Could you repeat the data below word for word, from the line containing "Reviewer check: every instance of the gray" through the end of the data, including both ends?

(Location identification items)

• • • •

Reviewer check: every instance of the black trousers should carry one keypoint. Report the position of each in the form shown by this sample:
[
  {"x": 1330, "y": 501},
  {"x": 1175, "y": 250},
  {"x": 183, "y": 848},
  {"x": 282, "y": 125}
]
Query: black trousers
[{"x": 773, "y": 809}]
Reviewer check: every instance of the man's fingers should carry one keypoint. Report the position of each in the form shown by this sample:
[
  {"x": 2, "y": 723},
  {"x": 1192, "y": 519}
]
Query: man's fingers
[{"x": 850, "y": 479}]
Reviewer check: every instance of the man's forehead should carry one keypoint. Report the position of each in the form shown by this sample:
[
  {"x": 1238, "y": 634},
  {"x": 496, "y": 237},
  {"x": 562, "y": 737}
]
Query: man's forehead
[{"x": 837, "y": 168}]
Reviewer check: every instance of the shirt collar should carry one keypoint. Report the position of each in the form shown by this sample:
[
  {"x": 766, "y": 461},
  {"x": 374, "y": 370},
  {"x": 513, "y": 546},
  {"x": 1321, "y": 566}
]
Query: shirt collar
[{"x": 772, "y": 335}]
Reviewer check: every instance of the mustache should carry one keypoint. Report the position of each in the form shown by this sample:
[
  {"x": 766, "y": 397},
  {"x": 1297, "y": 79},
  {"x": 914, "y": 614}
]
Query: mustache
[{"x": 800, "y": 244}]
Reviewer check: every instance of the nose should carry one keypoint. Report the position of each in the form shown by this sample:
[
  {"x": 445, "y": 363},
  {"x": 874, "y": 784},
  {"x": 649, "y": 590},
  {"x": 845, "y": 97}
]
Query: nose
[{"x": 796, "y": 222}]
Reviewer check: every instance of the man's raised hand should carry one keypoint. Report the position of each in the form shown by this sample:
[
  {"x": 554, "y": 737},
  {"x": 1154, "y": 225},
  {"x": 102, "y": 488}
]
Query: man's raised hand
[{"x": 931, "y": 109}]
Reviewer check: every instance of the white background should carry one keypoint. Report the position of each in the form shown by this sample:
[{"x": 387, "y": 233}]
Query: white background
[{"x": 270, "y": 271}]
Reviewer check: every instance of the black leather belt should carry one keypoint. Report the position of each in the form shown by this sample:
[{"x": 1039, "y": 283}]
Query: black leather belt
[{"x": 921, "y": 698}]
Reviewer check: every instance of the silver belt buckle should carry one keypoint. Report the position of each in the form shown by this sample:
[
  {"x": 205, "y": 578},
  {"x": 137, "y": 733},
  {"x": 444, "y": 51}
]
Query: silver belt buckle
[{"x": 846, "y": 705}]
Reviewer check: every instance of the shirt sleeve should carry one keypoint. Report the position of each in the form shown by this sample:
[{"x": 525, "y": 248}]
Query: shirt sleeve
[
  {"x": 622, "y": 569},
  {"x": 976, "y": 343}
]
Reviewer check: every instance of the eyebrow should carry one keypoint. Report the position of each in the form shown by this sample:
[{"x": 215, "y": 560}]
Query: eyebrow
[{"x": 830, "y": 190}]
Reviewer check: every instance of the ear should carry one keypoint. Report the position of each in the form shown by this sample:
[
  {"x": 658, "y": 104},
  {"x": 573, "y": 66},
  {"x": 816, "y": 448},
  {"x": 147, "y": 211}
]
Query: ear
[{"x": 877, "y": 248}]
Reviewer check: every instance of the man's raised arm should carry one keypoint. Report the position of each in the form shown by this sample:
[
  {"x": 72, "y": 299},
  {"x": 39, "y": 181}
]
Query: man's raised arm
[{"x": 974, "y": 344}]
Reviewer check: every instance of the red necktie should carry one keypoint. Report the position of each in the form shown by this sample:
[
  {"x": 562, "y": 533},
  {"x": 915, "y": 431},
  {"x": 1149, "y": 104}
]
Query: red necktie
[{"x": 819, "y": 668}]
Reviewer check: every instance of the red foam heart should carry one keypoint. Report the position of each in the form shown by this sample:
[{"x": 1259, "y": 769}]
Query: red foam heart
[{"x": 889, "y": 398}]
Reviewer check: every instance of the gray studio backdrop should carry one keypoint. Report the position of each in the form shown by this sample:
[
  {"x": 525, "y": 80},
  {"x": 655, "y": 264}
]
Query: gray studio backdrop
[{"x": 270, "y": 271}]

• • • •

» RESPONSE TO THIS EXERCISE
Reviewer check: every instance of the gray studio backdrop should carry one keypoint. Report the position of each in the form shown by this sample:
[
  {"x": 525, "y": 80},
  {"x": 655, "y": 264}
]
Query: gray studio backdrop
[{"x": 270, "y": 271}]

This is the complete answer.